━━ Data provided ━━

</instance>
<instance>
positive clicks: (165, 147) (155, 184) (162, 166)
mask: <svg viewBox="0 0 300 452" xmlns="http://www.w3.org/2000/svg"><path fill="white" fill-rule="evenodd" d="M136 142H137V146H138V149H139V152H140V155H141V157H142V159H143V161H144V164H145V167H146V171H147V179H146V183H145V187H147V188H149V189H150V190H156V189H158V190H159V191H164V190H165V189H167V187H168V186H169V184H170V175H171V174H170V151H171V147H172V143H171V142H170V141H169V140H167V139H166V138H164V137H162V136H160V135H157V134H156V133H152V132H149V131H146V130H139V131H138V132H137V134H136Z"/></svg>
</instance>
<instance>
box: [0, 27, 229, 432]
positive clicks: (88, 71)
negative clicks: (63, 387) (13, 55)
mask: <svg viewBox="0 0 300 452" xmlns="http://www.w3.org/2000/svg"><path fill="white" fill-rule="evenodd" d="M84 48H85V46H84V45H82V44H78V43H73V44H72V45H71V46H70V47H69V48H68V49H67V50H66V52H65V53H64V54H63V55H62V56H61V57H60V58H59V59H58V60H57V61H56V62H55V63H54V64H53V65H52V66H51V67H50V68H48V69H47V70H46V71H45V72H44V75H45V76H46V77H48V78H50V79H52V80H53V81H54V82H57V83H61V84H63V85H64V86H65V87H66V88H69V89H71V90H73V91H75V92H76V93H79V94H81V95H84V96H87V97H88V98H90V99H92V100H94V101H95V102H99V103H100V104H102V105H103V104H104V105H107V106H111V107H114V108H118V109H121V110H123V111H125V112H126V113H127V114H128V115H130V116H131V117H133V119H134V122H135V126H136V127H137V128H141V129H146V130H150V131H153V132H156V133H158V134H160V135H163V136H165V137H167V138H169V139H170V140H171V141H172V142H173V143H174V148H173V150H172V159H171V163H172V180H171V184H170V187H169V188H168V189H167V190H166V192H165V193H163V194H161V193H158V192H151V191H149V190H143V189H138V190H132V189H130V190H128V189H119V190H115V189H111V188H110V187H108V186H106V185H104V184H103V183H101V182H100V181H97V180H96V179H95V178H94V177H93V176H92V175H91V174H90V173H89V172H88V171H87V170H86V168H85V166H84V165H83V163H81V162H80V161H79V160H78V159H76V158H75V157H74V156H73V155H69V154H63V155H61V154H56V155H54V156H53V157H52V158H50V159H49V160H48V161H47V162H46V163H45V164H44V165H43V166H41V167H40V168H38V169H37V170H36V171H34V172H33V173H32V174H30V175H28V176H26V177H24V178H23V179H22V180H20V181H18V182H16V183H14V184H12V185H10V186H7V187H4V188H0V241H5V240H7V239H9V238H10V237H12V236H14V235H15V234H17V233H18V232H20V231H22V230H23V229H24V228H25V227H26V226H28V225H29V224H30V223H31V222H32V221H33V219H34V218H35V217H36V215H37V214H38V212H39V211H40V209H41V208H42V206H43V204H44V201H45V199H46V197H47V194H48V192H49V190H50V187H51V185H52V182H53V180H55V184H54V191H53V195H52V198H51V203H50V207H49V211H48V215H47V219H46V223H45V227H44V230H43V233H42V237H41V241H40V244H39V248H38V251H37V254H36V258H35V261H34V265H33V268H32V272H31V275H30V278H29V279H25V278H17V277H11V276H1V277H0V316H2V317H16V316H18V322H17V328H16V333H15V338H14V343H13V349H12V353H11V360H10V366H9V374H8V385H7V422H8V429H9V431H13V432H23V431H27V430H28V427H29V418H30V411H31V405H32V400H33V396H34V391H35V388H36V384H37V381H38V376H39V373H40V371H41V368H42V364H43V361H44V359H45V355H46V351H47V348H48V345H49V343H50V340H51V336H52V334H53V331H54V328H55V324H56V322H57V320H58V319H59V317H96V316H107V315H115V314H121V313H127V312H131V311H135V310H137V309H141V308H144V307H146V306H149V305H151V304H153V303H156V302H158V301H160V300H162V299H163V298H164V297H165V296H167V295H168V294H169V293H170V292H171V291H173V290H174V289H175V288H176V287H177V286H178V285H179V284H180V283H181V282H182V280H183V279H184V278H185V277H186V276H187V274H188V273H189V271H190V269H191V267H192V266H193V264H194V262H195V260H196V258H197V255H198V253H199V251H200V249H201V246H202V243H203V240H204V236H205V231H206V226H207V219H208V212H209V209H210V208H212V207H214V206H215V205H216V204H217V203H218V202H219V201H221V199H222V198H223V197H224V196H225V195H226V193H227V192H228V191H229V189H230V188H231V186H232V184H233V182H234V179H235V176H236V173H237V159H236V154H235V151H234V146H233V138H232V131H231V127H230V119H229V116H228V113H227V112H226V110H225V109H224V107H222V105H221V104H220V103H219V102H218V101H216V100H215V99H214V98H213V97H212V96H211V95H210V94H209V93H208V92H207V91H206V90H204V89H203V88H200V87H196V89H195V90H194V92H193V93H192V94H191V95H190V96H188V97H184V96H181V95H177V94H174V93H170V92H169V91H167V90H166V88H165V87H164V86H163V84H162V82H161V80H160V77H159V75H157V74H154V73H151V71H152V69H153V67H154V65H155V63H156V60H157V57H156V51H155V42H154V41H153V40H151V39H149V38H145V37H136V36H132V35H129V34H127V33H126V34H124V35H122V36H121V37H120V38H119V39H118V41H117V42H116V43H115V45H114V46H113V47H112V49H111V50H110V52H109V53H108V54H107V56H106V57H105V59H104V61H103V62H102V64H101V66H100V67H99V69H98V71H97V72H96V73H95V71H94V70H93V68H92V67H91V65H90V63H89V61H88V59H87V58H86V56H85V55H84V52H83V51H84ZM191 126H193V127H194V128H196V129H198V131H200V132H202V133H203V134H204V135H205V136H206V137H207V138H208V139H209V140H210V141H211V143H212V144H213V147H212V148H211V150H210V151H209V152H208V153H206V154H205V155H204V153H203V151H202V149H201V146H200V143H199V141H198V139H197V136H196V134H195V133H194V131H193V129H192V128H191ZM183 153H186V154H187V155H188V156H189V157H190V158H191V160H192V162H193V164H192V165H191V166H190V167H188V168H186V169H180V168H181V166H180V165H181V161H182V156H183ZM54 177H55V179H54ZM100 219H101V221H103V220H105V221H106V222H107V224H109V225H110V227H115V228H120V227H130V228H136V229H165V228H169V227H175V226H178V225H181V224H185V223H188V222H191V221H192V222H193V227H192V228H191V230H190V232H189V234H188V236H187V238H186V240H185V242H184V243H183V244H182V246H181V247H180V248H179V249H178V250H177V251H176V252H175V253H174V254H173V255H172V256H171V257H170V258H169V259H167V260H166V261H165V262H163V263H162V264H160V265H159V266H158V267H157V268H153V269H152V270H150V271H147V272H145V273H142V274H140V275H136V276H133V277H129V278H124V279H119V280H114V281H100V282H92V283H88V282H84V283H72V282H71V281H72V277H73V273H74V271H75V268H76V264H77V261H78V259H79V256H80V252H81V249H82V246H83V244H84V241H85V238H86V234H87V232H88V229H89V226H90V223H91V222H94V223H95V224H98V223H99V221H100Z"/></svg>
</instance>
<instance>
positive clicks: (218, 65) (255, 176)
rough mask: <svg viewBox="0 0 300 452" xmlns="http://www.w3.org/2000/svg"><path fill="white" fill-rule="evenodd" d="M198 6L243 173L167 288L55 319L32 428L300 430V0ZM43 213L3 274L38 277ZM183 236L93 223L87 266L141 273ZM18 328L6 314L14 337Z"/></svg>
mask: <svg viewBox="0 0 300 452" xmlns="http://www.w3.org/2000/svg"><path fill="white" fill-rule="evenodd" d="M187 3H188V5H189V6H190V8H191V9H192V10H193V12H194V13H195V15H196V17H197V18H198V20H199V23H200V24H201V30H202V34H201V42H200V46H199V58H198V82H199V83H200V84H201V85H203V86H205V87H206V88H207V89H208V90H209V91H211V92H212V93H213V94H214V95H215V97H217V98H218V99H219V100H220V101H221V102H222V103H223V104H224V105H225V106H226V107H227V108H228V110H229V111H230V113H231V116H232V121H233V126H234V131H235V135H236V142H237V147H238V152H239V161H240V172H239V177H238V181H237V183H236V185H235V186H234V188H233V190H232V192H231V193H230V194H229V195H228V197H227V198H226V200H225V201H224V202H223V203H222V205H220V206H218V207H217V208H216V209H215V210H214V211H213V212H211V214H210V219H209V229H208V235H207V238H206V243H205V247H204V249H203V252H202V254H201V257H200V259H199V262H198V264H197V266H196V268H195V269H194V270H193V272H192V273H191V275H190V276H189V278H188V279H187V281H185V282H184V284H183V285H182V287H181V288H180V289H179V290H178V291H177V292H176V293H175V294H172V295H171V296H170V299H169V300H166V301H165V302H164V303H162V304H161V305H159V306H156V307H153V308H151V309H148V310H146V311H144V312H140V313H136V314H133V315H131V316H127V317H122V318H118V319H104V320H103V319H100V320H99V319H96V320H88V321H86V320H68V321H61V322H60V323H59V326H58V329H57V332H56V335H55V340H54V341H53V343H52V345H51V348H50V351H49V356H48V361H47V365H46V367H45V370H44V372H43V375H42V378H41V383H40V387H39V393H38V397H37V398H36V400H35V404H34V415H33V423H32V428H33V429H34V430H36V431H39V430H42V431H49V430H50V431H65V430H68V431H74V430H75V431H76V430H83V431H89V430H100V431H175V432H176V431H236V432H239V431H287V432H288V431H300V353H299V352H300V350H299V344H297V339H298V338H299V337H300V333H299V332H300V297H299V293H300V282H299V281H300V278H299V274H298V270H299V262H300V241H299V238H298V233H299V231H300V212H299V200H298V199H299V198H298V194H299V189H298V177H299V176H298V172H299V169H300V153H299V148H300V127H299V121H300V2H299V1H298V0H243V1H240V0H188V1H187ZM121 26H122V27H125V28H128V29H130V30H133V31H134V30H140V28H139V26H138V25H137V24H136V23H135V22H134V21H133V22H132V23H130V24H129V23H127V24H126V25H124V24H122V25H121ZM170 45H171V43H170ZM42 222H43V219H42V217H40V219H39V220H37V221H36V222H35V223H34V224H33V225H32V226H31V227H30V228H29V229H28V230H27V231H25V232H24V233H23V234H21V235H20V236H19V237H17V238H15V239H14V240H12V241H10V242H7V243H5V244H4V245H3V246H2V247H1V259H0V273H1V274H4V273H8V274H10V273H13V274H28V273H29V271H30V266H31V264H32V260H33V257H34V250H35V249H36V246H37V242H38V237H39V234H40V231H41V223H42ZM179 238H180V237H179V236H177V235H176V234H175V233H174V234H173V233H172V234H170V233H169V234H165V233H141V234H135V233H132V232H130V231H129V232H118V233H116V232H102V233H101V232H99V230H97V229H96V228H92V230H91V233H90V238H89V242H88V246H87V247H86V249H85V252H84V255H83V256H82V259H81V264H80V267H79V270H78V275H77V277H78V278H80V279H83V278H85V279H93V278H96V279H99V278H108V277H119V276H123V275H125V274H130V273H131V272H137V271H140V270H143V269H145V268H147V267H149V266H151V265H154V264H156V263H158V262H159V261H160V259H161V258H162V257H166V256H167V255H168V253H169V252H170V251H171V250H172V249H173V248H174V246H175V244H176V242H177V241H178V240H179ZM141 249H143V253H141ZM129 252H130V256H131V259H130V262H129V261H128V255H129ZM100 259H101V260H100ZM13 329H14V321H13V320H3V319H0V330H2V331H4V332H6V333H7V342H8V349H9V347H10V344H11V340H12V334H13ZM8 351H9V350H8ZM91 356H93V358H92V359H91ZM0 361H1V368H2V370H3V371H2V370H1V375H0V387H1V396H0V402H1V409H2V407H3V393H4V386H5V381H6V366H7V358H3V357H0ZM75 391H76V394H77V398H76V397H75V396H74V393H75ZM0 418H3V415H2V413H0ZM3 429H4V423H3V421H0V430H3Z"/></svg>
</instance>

━━━
━━ Data provided ━━

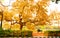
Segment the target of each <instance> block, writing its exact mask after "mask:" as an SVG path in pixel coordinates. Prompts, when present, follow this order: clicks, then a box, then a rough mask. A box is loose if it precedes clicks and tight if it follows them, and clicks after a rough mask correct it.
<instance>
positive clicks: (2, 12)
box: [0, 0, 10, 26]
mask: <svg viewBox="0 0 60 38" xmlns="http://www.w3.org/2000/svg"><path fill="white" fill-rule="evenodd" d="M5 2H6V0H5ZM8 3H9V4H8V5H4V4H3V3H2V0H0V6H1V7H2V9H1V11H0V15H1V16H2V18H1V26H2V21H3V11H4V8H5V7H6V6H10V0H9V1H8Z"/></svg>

━━━

Task details -> Lines to set down from above: the line with "positive clicks: (165, 147)", the line with "positive clicks: (88, 71)", and every line between, each exactly as written.

Answer space ->
positive clicks: (165, 147) (155, 184) (162, 166)
mask: <svg viewBox="0 0 300 452" xmlns="http://www.w3.org/2000/svg"><path fill="white" fill-rule="evenodd" d="M136 142H137V146H138V149H139V152H140V155H141V157H142V159H143V161H144V164H145V167H146V171H147V179H146V183H145V187H147V188H149V189H150V190H156V189H158V190H159V191H164V190H165V189H167V187H168V186H169V184H170V175H171V174H170V151H171V147H172V143H171V142H170V141H169V140H167V139H166V138H164V137H162V136H160V135H157V134H156V133H152V132H149V131H146V130H139V131H138V132H137V134H136Z"/></svg>
</instance>
<instance>
box: [0, 27, 229, 432]
positive clicks: (88, 71)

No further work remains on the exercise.